[DATA EXCERPTS — start]

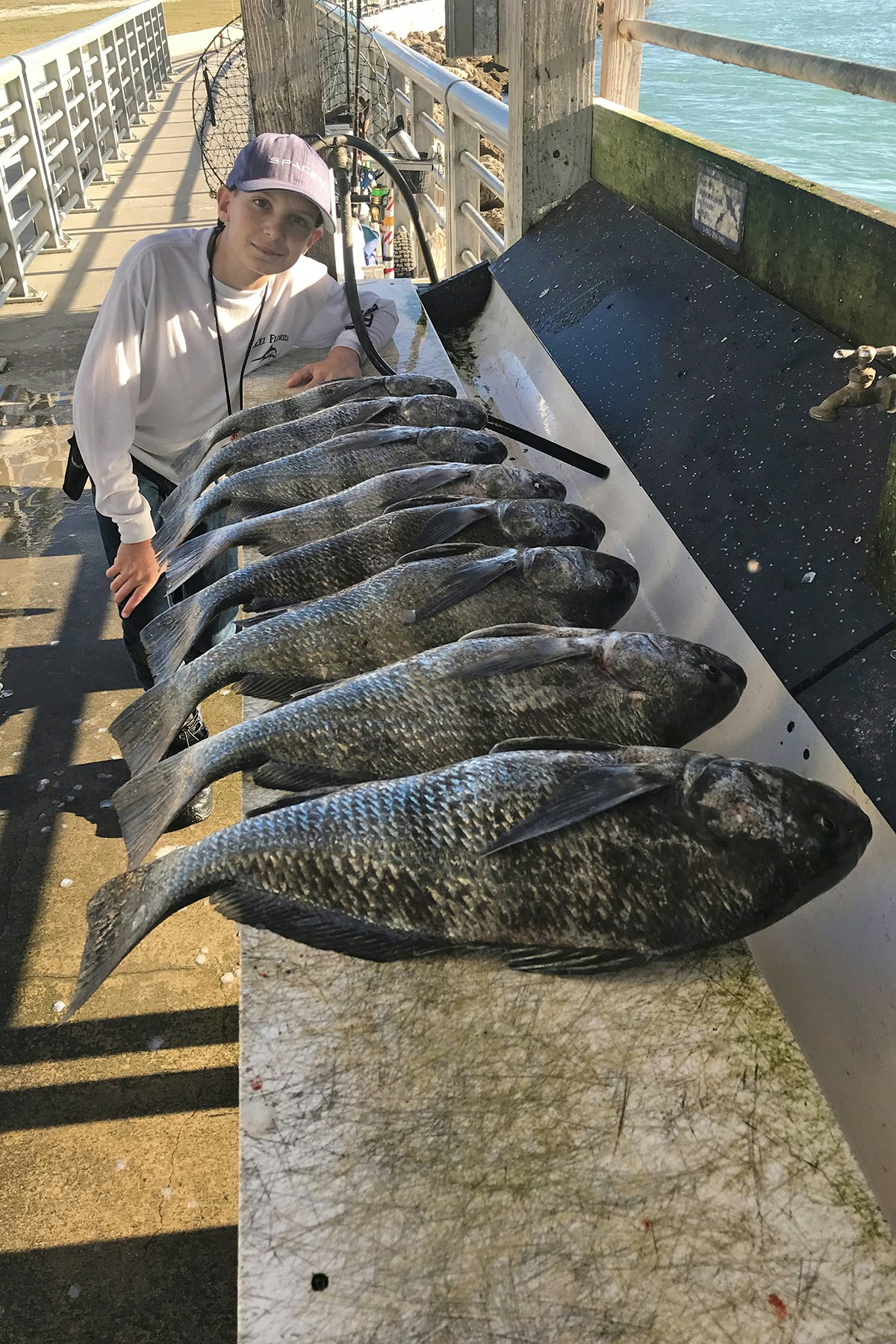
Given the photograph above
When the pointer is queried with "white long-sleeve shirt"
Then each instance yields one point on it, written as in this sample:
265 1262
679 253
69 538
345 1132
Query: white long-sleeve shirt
151 379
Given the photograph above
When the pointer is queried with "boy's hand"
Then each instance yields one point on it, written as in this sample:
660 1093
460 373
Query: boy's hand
340 363
134 574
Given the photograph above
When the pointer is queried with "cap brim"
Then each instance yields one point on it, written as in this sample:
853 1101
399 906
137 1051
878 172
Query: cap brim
272 184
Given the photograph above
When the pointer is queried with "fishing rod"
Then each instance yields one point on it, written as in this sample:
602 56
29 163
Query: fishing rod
341 172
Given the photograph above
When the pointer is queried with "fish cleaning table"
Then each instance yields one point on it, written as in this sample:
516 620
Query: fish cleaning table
453 1154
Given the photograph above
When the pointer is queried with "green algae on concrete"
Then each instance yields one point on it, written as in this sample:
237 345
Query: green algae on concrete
827 255
882 557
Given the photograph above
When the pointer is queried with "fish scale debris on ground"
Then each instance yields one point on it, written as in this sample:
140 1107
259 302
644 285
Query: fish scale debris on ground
307 403
430 600
327 470
363 502
447 705
332 564
553 860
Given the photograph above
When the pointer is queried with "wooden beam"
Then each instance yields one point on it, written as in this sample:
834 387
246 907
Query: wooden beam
620 57
550 54
285 77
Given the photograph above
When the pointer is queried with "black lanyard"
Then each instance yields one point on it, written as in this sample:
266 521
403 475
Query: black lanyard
213 243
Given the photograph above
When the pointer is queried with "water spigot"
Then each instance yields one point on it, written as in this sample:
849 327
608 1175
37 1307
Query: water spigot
864 386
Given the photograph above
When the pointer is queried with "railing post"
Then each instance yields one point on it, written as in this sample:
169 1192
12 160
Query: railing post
621 57
85 85
399 109
461 184
67 156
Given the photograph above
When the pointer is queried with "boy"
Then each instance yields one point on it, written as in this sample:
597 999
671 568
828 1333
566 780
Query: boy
190 312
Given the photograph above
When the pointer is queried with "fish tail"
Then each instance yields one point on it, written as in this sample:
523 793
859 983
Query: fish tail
180 522
120 914
198 551
147 727
151 800
172 635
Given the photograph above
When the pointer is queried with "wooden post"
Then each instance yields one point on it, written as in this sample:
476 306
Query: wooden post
550 54
285 78
620 57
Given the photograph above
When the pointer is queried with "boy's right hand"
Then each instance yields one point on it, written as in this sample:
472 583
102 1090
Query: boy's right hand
134 573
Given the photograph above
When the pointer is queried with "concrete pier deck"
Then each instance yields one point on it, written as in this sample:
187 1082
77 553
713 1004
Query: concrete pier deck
119 1130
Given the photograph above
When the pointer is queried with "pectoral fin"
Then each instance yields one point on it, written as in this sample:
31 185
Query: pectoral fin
519 655
571 961
300 776
465 582
583 796
264 687
323 927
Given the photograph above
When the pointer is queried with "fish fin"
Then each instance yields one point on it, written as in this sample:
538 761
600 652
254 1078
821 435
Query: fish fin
464 584
570 961
585 794
172 635
420 502
284 800
240 510
548 744
320 927
146 729
151 800
517 656
120 914
247 621
508 632
193 556
447 524
179 526
448 550
300 776
264 687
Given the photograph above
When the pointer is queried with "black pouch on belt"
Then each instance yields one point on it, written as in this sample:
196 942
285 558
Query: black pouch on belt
75 476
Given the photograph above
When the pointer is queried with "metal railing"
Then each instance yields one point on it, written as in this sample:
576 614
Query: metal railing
626 30
65 111
444 119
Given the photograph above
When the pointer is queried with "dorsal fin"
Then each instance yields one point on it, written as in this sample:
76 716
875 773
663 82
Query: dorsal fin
467 581
585 794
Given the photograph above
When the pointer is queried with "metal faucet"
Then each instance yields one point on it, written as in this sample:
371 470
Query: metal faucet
864 386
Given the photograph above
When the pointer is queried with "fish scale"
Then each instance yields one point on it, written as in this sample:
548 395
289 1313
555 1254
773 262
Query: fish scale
394 615
554 860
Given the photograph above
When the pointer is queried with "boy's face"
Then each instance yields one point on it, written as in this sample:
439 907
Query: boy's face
267 230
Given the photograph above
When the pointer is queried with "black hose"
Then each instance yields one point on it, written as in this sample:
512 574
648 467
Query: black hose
398 178
344 191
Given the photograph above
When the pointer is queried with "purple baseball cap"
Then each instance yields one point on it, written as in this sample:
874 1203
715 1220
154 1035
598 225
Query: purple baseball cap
285 163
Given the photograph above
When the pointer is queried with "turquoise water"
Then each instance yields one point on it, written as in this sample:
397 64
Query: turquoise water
832 137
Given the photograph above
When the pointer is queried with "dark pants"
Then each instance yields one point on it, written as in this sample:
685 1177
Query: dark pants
155 488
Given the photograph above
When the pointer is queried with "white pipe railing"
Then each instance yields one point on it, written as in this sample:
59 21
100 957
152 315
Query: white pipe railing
65 109
829 72
444 117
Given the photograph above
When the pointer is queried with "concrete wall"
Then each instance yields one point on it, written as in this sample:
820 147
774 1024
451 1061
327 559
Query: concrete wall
828 255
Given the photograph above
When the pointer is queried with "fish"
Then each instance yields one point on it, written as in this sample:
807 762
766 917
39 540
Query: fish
430 598
339 512
307 403
544 860
336 562
327 470
448 705
267 445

[DATA EXCERPTS — finish]

TASK REQUIREMENTS: Print all data above verbatim, except pictures.

RESULT OF THIS TASK:
Given the photograph above
When the pointer is queried with "white long-sleeve shirt"
Then each instance yields one point on it, written as in this sample:
265 1262
679 253
69 538
345 1132
Query: white long-sleeve shirt
151 379
Given the photograph above
When the pointer is queried with "boy's hand"
Then each instance yields one point on it, written as in this sample:
660 1093
460 373
Query: boy's hand
340 363
134 574
Given the photograph above
When the pointer is queried with "cap brim"
Then each instance yields one point on it, written as in this sample:
853 1101
399 906
137 1051
878 172
Query: cap brim
272 184
Given the photograph above
When the pointer is queried with "fishing rod"
Then each instance yields one point on it, written as in this sample:
602 56
29 163
Query: fishing rod
341 172
Given the photograph above
When the pointer is queried with "fish cleaning table"
Then each instance yields one point on it, written as in this sample:
516 620
Query: fish cleaning table
453 1154
Given the photograph above
When the pointer is queried with "green algae on concrete"
Then each instance yields one point on it, written as in this sample:
237 345
Query: green algae on concrete
827 255
882 557
Given the photograph above
When the pointer is queried with "fish scale debris on ground"
Then each instance yields one point on it, written as in this sample:
140 1107
259 302
644 285
Query: fish scale debris on ground
307 403
430 600
327 470
363 502
447 705
332 564
553 860
Given the photograph above
When the pointer is queried with "wooden beam"
Then each instance yields one point on it, written as in this sample:
834 387
246 907
Query: wooden beam
620 57
550 54
285 77
Given the photograph above
When the pointer is queried with "black lanyard"
Then each instance yields one point on it, written as in this sample:
266 521
403 475
Query: black lanyard
213 243
Given the photograph above
When the pointer is queried with "water spigot"
Then each instance yields one point on it, written as in this sample:
849 327
608 1175
37 1307
Query: water spigot
864 386
Given the photograph above
When the pointer is queried with "railing post"
Then each instance yields one point on it, written as in this sample:
169 1192
12 160
Query: railing post
621 57
85 85
399 109
461 184
67 156
Given the photograph above
When the pointer is queried with "boy"
Then each instance yields one point on it, written as in this sample:
597 999
671 568
828 1333
566 780
Query: boy
190 312
Given the photograph above
When the pointer is queried with "fish tail"
Then each instance yields one point on it, written as in this sample:
523 793
859 983
Query: fish tail
180 522
120 914
198 551
147 727
151 800
172 635
Given the photograph above
When the pointer is queried with "wooden post"
Then each instance yields one point on it, written as in this sample:
476 306
Query: wooden post
550 54
285 78
620 57
Given the photograph above
When the pointer is queried with "boy's right hand"
Then each instance yields one point on it, written as in this sample:
472 583
102 1090
Query: boy's right hand
134 573
Given the photograph above
When the pointer is queried with "concrete pier deck"
Then each instance yields one point on it, written as in this sample:
187 1082
77 553
713 1004
Query: concrete pier deck
119 1130
Given the photograph above
When the pointer is queried with "pectoral fin"
Then each instance yields one point on it, written as in this sample:
31 185
Query: pectoral fin
519 655
571 961
300 776
465 582
583 796
264 687
323 927
Given the photograph above
When the pointer is queried with "fish fin"
Then each instance yields one point on it, written as in this sample:
538 761
600 652
254 1078
821 435
Query: fish fin
464 584
570 961
585 794
172 635
420 502
284 800
240 510
548 744
320 927
146 729
151 800
517 656
120 914
247 621
508 632
193 556
447 524
179 526
448 550
300 776
264 687
Given the photograph above
When the pointer is queried with "black pouch on belt"
Then each instance yields one point on it, written as in this sample:
196 942
285 558
Query: black pouch on belt
75 476
Given the photograph above
When the pointer is queried with "metal railing"
Then each instance yields one point on it, written as in this sample:
576 614
Query: metal railing
626 30
65 111
444 119
Given the photograph above
When the pointer is queried with "dorsal fin"
Then each instance yields one point on it, written as in this sample:
76 716
875 773
663 82
Query: dorsal fin
467 581
585 794
Given the photograph above
When the pointer is queried with "metal faucet"
Then each instance yields one point on it, written as in this sample:
371 470
Query: metal faucet
864 386
Given the photograph above
When the pointer is queried with "fish scale"
Then each instance yields one point on it, written as in this sample:
548 395
289 1313
555 1254
773 262
Query: fish scale
394 615
554 860
Given the photograph above
When the pointer is queried with "boy's face"
Then each instance yields one point on it, written as in this sample:
439 907
Query: boy's face
267 230
Given the photograph above
When the pointer is queried with "black hose"
Then each instance yields one point on it, written as in this sample:
512 574
648 467
Query: black hose
398 178
344 191
Given the photograph above
When the pointer is queried with "purple baseball cap"
Then each instance yields one point on it, written as in this sample:
874 1203
715 1220
154 1035
598 225
Query: purple baseball cap
285 163
Given the photograph above
When the pointer is queried with "turquoise water"
Then each instance yields one point on it, written as in this sample:
397 64
Query: turquoise water
832 137
Given the photograph above
When the pointer is queried with "dark pants"
Then each instance yields one point on it, written as in this sample:
685 1177
Query: dark pants
155 488
Given the photograph above
When the pointer is queried with "white pipe railing"
Then each instance yields one point on it, written as in this sample:
59 21
100 957
152 315
Query: white pipe railing
65 109
829 72
444 117
Given the photograph above
When the pointer is queried with "concrete wall"
Then each instance yields one point on it, written as in this sample:
820 147
774 1024
451 1061
327 559
Query: concrete wall
828 255
Given the photograph above
When the pointer is queried with "fish"
Then each instance yields one point on it, written as in this sample:
807 762
766 917
39 540
Query: fish
430 598
339 512
307 403
544 860
336 562
327 470
448 705
267 445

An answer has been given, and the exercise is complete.